* **Short exercise A**
Please reproduce a passage from the Wanstead Flats recollections word for word: begin at the words "Walter recalled the" and stop after "of Epping Forest)".
* **Short exercise B**
Resume the Wanstead Flats recollections after their final sentence and continue them.

Walter recalled the Prisoner of War camp:
 
 It spread from the boating lake over by Dames Road to Centre Road. Centre Road was blocked off to normal traffic and that was the entrance to it. All traffic had to go round Dames Road, Lakehouse Road to get to Wanstead (is that the reason for the 308 route?).
 
Some Wanstead Flats' prefab residents
(Source: Echoes of Epping Forest)

Most of the prisoners were in huts, there were some tents over there and, when there was a raid on, the prisoners were all cheering the bombers on, you know! Some of the prisoners were marched to do jobs.

What they did I don't really know, but you could see them under escort being marched along Capel Road, to various places where a bomb had dropped and they cleared the debris and things like that.
 
RAF photo of Wanstead Flats, Aug 1944.
To right of pond are huts and tents, used to house PoWs

It (the POW camp) was behind barbed wire with high fences and we used to go and make faces at the prisoners and they retaliated by cheering the bombers on when there was a raid! It was all good fun really, you know there were no hostilities. We didn't treat them as hostile, they were prisoners in another country.


Beryl King recollected the POWs:
 
The camp was quite an attraction to these girls ... I think they (the prisoners) were mainly Italians. .. Our own men of our own age were all away and I know two girls who actually married Prisoners of War, after all they're human beings, just the same as us.
 
"Italian" POW goalpost, still secured
on the Flats, until the mid 1990s


Peter Reeve recalled Allied Troops being stationed on the Flats:
 
Towards the end of the war, just before D-Day a lot of Americans were stationed there in tented accommodation, just before the D-day landings and they used to get their gum out ("have you got any gum, chum?") and they used to roam around. Apparently they were good lads in the pub, they would always buy drinks because the Americans were flush with money, and that was another aspect the Flats were used for.

They were more the Aldersbrook Road end, there was another entrance at the Aldersbrook Road end into the encampment, so the Americans went in that end and the prisoners went in at the Forest Gate end.

Bill Embling told of the Anti-aircraft guns:
 
During the war there were V1 and V2 machines located on Wanstead Flats. We called these 'Chicago pianos' and they were a series of rocket launchers which went off in rapid succession. During the day they were hidden in the bushes, and were brought out at night, to be operated.

 
Ack-Ack guns, of kind deployed on Wanstead Flats,
as anti-aircraft deployment in WW2


Allan Hughes spoke of other war-related activities:
 
The main idea of the barrage balloons was it held up the wire which stopped low flying aircraft with precision bombing and also to stop the strafing (machine guns shot with precision from low flying aircraft), which was a hobby of the German pilots.

* **Record extracts**

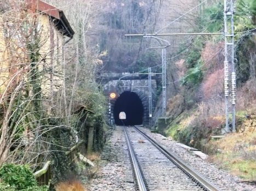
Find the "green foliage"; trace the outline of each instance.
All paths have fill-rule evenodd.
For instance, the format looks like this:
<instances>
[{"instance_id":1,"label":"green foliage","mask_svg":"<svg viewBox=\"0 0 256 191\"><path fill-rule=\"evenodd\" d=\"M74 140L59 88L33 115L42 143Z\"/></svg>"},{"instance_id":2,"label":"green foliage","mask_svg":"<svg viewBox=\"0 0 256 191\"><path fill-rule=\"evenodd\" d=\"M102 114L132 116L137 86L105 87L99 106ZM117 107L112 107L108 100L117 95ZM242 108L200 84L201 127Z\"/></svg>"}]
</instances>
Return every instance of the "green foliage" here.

* **Final answer A**
Walter recalled the Prisoner of War camp:
 
 It spread from the boating lake over by Dames Road to Centre Road. Centre Road was blocked off to normal traffic and that was the entrance to it. All traffic had to go round Dames Road, Lakehouse Road to get to Wanstead (is that the reason for the 308 route?).
 
Some Wanstead Flats' prefab residents
(Source: Echoes of Epping Forest)

* **Final answer B**
 
Barrage balloons on the Flats


If they had run out of bombs, they used to come in low and machine gun everything in sight. The barrage balloons prevented that by having wires up that would ensnare the airplanes.

Also, criss-crossed over the Flats were ditches about 3 feet deep to stop planes landing on there, and the soil from the ditches was in big Swiss rolls along the edge of the ditches, so it sort of created a ditch and an obstacle above the ground to prevent the landing. The Swiss roll bits of earth were a joy to us youngsters to jump from one to another!

Another use that the Flats went to was that sand was evacuated from the ponds and this was used for sandbags. The sand hill ponds had big mountains of sand around them, they were a real lot higher than they are nowadays. Just down from Wrigley Road there was a big pit dug and that was used to fill the sand bags and they were distributed six to a road just in case you had a fire, or an incendiary device dropped on you.

These sand hills were used for despatch rider training. They used to ride up and down over the steep side and over the top and they used to spend hours doing it as part of their preliminary training.

There was a bandstand up on the corner of Capel Road and Centre Road and all the wood from the bombed out houses was put in there and people could go and take it for fuel or repairs to bombed houses and children used to delight in brining a few bits of wood home to put on the fire to eke the coal ration out.

Footnote:

Echoes of Epping Forest - Oral history of the 20th century Forest, edited by Rachel Holtom, published by City of London , 2004. Copies available from Epping Forest Information Centre, High Beach, Loughton, IG10 4AF.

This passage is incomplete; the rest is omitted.